Work instructions: Stop at the line containing "box: [868, 558, 931, 585]": repeat exactly every line of the entries below from the first up to it, plus that line, with pictures omitted.
-------- Supplied material
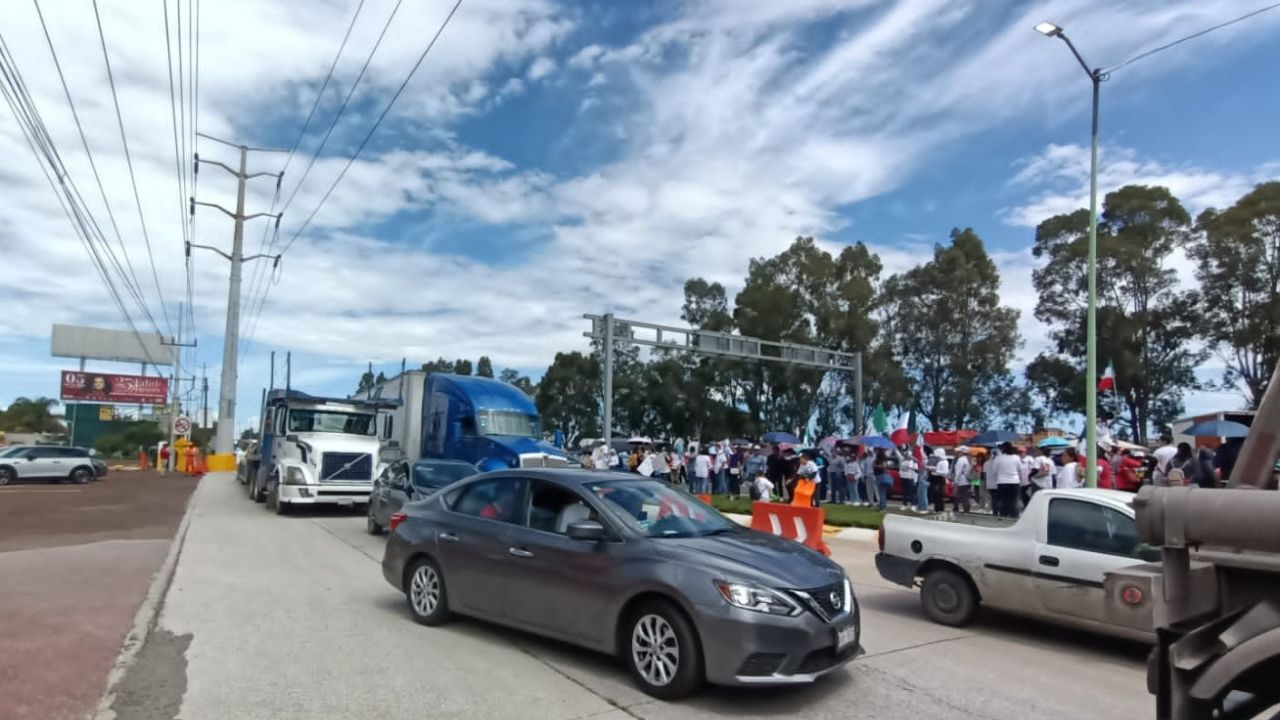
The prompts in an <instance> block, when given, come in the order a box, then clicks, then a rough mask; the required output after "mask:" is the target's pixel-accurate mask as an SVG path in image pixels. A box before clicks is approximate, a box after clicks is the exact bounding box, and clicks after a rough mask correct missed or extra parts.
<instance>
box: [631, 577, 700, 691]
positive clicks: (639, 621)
mask: <svg viewBox="0 0 1280 720" xmlns="http://www.w3.org/2000/svg"><path fill="white" fill-rule="evenodd" d="M621 639H622V653H623V661H625V662H626V665H627V670H630V671H631V676H632V678H634V679H635V682H636V684H637V685H639V687H640V689H641V691H644V692H645V693H646V694H650V696H653V697H655V698H659V700H680V698H682V697H689V696H690V694H692V693H695V692H698V689H699V688H700V687H701V685H703V680H704V674H703V652H701V647H700V646H699V644H698V634H696V633H695V632H694V626H692V624H691V623H690V621H689V619H687V618H686V616H685V614H684V612H681V611H680V610H678V609H677V607H675V606H673V605H671V603H669V602H662V601H652V602H645V603H644V605H641V606H640V607H637V609H636V611H635V612H632V614H631V616H630V618H628V620H627V623H626V625H625V630H623V635H622V638H621Z"/></svg>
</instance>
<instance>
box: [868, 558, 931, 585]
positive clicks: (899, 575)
mask: <svg viewBox="0 0 1280 720" xmlns="http://www.w3.org/2000/svg"><path fill="white" fill-rule="evenodd" d="M919 568H920V564H919V562H918V561H915V560H911V559H910V557H899V556H896V555H888V553H887V552H877V553H876V570H878V571H879V574H881V578H884V579H886V580H888V582H891V583H896V584H900V585H904V587H908V588H914V587H915V573H916V570H918V569H919Z"/></svg>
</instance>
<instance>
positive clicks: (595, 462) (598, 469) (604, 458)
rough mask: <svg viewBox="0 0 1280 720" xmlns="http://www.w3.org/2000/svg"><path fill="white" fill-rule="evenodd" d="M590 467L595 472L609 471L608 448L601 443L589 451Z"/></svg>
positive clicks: (608, 456) (607, 447)
mask: <svg viewBox="0 0 1280 720" xmlns="http://www.w3.org/2000/svg"><path fill="white" fill-rule="evenodd" d="M591 466H593V468H595V469H596V470H608V469H609V446H607V445H604V443H603V442H602V443H600V445H598V446H595V450H593V451H591Z"/></svg>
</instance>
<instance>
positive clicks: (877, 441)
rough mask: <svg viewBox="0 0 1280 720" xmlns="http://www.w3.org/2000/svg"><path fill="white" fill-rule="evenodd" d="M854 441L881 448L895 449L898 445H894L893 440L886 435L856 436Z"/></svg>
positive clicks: (864, 446)
mask: <svg viewBox="0 0 1280 720" xmlns="http://www.w3.org/2000/svg"><path fill="white" fill-rule="evenodd" d="M854 442H856V443H858V445H860V446H863V447H878V448H881V450H893V448H895V447H897V446H896V445H893V441H891V439H888V438H887V437H884V436H861V437H855V438H854Z"/></svg>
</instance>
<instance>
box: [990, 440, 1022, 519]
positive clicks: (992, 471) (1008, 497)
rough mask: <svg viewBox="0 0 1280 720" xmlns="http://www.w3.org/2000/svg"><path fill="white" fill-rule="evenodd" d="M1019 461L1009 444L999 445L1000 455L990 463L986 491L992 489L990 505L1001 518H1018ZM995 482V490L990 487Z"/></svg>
mask: <svg viewBox="0 0 1280 720" xmlns="http://www.w3.org/2000/svg"><path fill="white" fill-rule="evenodd" d="M1021 466H1023V461H1021V459H1019V457H1018V451H1016V450H1014V445H1012V443H1011V442H1006V443H1001V446H1000V455H997V456H996V459H995V460H992V462H991V471H989V474H988V475H987V477H988V489H993V493H992V505H993V506H995V511H996V515H1000V516H1001V518H1016V516H1018V488H1019V487H1020V486H1021V475H1020V470H1021ZM991 480H995V488H992V487H991Z"/></svg>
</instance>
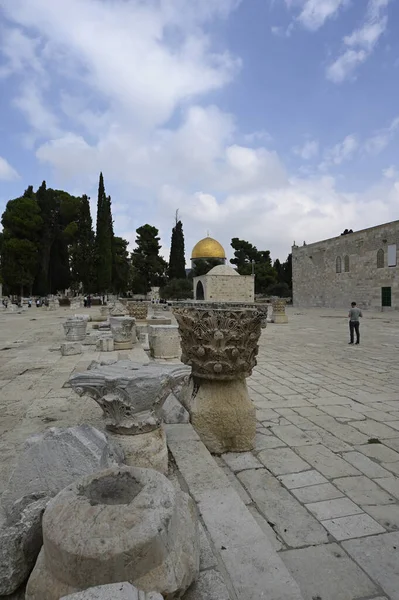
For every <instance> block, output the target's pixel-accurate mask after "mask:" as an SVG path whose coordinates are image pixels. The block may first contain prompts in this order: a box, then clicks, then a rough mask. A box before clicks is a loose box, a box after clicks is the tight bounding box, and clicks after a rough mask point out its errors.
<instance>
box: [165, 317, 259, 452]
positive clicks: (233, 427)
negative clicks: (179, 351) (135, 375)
mask: <svg viewBox="0 0 399 600" xmlns="http://www.w3.org/2000/svg"><path fill="white" fill-rule="evenodd" d="M174 312H175V316H176V319H177V322H178V323H179V329H180V333H181V345H182V357H181V360H182V362H184V363H186V364H188V365H190V366H191V367H192V374H191V377H190V380H189V382H188V384H187V385H186V386H185V387H184V388H183V389H182V392H181V394H180V400H181V402H182V404H183V405H184V406H185V407H186V408H187V410H188V411H189V413H190V417H191V422H192V424H193V426H194V428H195V429H196V431H197V432H198V434H199V435H200V437H201V439H202V441H203V442H204V444H205V445H206V446H207V448H208V450H209V451H210V452H213V453H215V454H222V453H224V452H246V451H249V450H252V449H253V448H254V447H255V433H256V414H255V406H254V404H253V403H252V401H251V400H250V398H249V396H248V390H247V385H246V382H245V378H246V377H249V376H250V375H251V373H252V369H253V367H254V366H255V365H256V356H257V353H258V340H259V337H260V334H261V323H262V313H261V312H260V311H259V310H257V309H252V308H234V309H218V308H209V309H208V308H195V307H192V308H178V309H175V311H174Z"/></svg>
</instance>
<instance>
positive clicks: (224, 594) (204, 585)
mask: <svg viewBox="0 0 399 600" xmlns="http://www.w3.org/2000/svg"><path fill="white" fill-rule="evenodd" d="M184 600H230V595H229V592H228V590H227V587H226V584H225V583H224V581H223V577H222V576H221V575H220V573H218V572H217V571H215V570H214V569H212V570H211V571H203V572H202V573H200V574H199V576H198V578H197V580H196V581H195V582H194V583H193V584H192V585H191V586H190V587H189V589H188V590H187V592H186V593H185V594H184Z"/></svg>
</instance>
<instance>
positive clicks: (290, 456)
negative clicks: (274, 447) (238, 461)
mask: <svg viewBox="0 0 399 600" xmlns="http://www.w3.org/2000/svg"><path fill="white" fill-rule="evenodd" d="M258 459H259V460H260V461H261V462H262V463H263V464H264V465H265V467H266V468H267V469H269V471H271V472H272V473H274V475H285V474H287V473H298V472H300V471H306V470H307V469H310V466H309V465H308V463H306V462H305V461H304V460H302V459H301V458H300V457H299V456H298V455H297V454H295V452H294V451H293V450H291V449H290V448H276V449H273V448H271V449H268V450H263V451H261V452H259V453H258Z"/></svg>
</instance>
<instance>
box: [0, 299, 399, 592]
mask: <svg viewBox="0 0 399 600" xmlns="http://www.w3.org/2000/svg"><path fill="white" fill-rule="evenodd" d="M83 312H84V313H86V314H91V313H93V314H94V312H95V309H91V312H90V311H89V310H84V311H83ZM67 313H68V311H67V309H62V308H58V309H57V310H54V311H51V312H46V311H42V310H41V309H36V308H31V309H29V310H26V311H25V312H23V313H22V314H17V313H12V314H6V313H5V312H2V313H0V411H1V420H0V431H1V438H0V453H1V454H0V455H1V460H0V491H1V492H2V491H3V490H6V489H7V485H8V483H7V482H8V480H9V477H10V474H11V473H12V470H13V468H14V465H15V464H16V463H17V461H18V458H19V457H20V456H21V453H22V451H23V447H24V443H25V440H26V439H27V438H29V437H30V436H32V435H35V434H42V433H43V432H45V431H46V430H48V429H50V428H53V427H56V428H67V427H75V426H78V425H83V424H88V425H90V426H92V427H95V428H97V429H98V430H100V431H103V429H104V424H103V417H102V410H101V408H100V406H98V404H96V403H95V402H93V401H92V400H91V399H89V398H87V397H86V396H83V397H79V395H77V394H76V393H75V391H74V390H73V389H72V387H71V386H70V385H69V384H68V382H69V380H70V378H71V377H72V376H73V375H75V374H77V373H85V372H86V370H87V369H88V367H89V366H90V365H91V364H92V363H93V361H96V362H97V363H101V361H105V360H106V361H112V360H118V359H119V360H121V359H122V360H127V359H129V360H131V361H134V362H135V363H139V364H145V363H147V364H148V362H150V363H151V364H153V363H159V364H162V365H165V364H168V365H175V366H176V368H179V367H181V366H182V365H181V363H180V362H179V359H178V358H166V359H165V358H164V359H161V358H150V356H149V353H146V352H145V351H144V349H143V347H142V346H141V344H140V343H139V342H136V343H134V344H133V345H132V346H133V347H132V348H128V349H126V350H123V351H109V352H100V351H99V350H97V344H96V341H95V340H94V339H93V340H90V338H91V336H92V332H91V329H90V323H88V327H87V332H88V335H87V336H86V340H85V341H84V342H83V351H82V352H81V353H79V354H71V355H68V354H67V355H62V354H61V353H60V346H61V344H62V343H63V341H64V340H63V331H62V325H63V323H64V322H65V319H66V317H67V316H68V314H67ZM166 314H167V316H168V317H170V318H171V321H172V325H173V324H175V319H174V317H173V315H172V313H169V312H168V313H166ZM287 315H288V323H284V324H281V325H280V324H277V323H276V324H274V323H270V324H268V325H267V328H266V329H262V335H261V338H260V341H259V355H258V357H257V366H256V367H255V369H254V371H253V373H252V376H251V377H249V378H248V379H247V380H246V381H247V385H248V390H249V396H250V398H251V400H252V401H253V403H254V405H255V407H256V420H257V424H256V444H255V448H254V449H253V450H252V451H245V452H228V453H225V454H221V455H219V454H218V455H214V454H211V453H210V452H209V450H208V449H207V447H206V446H205V445H204V443H203V441H202V439H201V438H200V437H199V435H198V433H197V432H196V431H195V429H194V428H193V426H192V425H191V424H190V423H188V422H184V419H177V421H178V422H174V423H173V422H169V424H168V423H167V422H166V424H164V429H165V432H166V438H167V445H168V450H169V455H170V461H169V470H168V478H169V480H170V482H171V483H172V485H173V487H174V489H175V490H178V492H179V493H180V491H181V490H182V492H185V493H186V494H188V495H189V496H190V498H191V500H190V502H191V501H194V503H195V504H196V510H197V514H198V516H199V540H200V556H199V574H198V577H196V579H195V582H194V583H193V584H192V585H191V586H190V587H189V588H188V591H186V592H185V593H184V596H183V598H184V600H259V599H261V598H264V599H265V600H399V567H398V565H399V371H398V370H397V354H396V353H397V352H398V350H399V334H398V331H399V329H398V327H399V315H397V314H396V312H391V313H372V312H368V311H365V313H364V319H363V322H362V323H361V344H360V346H356V347H354V346H348V341H349V340H348V335H349V334H348V323H347V314H346V311H345V310H341V311H338V310H334V309H297V308H287ZM87 342H89V343H87ZM165 421H167V420H166V419H165ZM172 421H173V419H172ZM186 421H187V419H186ZM142 435H143V434H142ZM144 435H145V434H144ZM115 437H117V436H115ZM111 458H112V457H111ZM111 462H112V461H111ZM105 466H106V467H107V468H110V469H111V471H112V473H114V472H115V469H116V467H113V466H112V465H111V464H107V465H105ZM123 468H125V469H126V467H123ZM121 472H122V474H123V469H122V471H121ZM90 481H91V480H90ZM89 483H90V482H89ZM89 483H87V484H85V485H89ZM165 485H166V484H165ZM72 487H73V486H71V488H68V489H72ZM166 488H167V492H168V494H170V496H171V497H172V496H173V490H172V489H171V488H168V487H167V486H166ZM166 488H165V489H166ZM72 491H73V490H72ZM71 493H72V492H71ZM64 495H65V494H64ZM57 498H60V496H57ZM57 498H56V499H57ZM60 501H61V500H58V503H60ZM74 502H75V500H74ZM55 508H56V503H54V502H53V503H52V506H51V510H52V511H53V512H55ZM110 510H111V509H110ZM112 510H113V509H112ZM115 510H116V509H115ZM168 510H170V508H168ZM46 512H47V511H46ZM49 518H50V517H48V519H47V520H48V521H49ZM190 522H191V521H190ZM194 554H195V551H194ZM0 555H1V549H0ZM38 563H39V561H38ZM39 566H40V565H39ZM36 568H38V567H36ZM0 574H1V565H0ZM93 585H94V584H93ZM126 585H128V584H126ZM138 587H139V586H138ZM143 589H144V588H143ZM93 590H94V587H93ZM146 591H147V590H146ZM30 593H31V596H29V597H30V598H36V597H39V596H35V595H34V594H33V592H30ZM35 593H37V592H35ZM68 593H72V592H68ZM0 597H2V598H3V597H4V598H9V599H10V600H17V599H18V600H20V599H21V600H22V598H23V597H24V596H23V591H20V592H17V593H15V594H11V595H5V596H1V594H0ZM48 597H50V596H48ZM72 597H73V598H74V596H72ZM97 597H98V598H101V597H103V596H100V595H99V596H95V595H86V594H85V592H82V593H80V594H76V600H78V598H93V599H94V598H97ZM105 597H107V598H108V597H109V596H104V598H105ZM122 597H123V598H125V597H126V598H130V597H131V598H138V596H137V595H133V592H132V595H131V596H127V595H126V596H122V595H121V596H120V598H122ZM144 597H147V596H140V598H144ZM165 597H167V596H166V595H165ZM116 598H119V596H115V599H116ZM148 598H149V599H150V598H151V595H150V596H148ZM153 598H154V599H158V598H159V595H154V596H153Z"/></svg>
----------------
Solution for this problem:
The prompts in an <instance> block, when given, come in the order a box, then clicks, then a rough mask; the required output after "mask:" is the target's pixel-accurate mask as an SVG path in image pixels. A box before clicks is approximate, a box after clicks is the exact bounding box, and clicks after a rough mask correct missed or extra parts.
<instance>
box: [631, 577, 700, 691]
positive clicks: (639, 621)
mask: <svg viewBox="0 0 1280 720" xmlns="http://www.w3.org/2000/svg"><path fill="white" fill-rule="evenodd" d="M621 639H622V653H623V661H625V662H626V665H627V670H630V671H631V676H632V678H634V679H635V682H636V684H637V685H639V687H640V689H641V691H644V692H645V693H646V694H650V696H653V697H655V698H659V700H680V698H682V697H689V696H690V694H692V693H695V692H698V689H699V688H700V687H701V685H703V680H704V674H703V652H701V647H700V646H699V644H698V634H696V633H695V632H694V626H692V624H691V623H690V621H689V619H687V618H686V616H685V614H684V612H681V611H680V610H678V609H677V607H675V606H673V605H671V603H669V602H662V601H652V602H645V603H644V605H641V606H640V607H637V609H636V611H635V612H632V614H631V616H630V618H628V620H627V623H626V625H625V630H623V635H622V638H621Z"/></svg>
</instance>
<instance>
box: [868, 558, 931, 585]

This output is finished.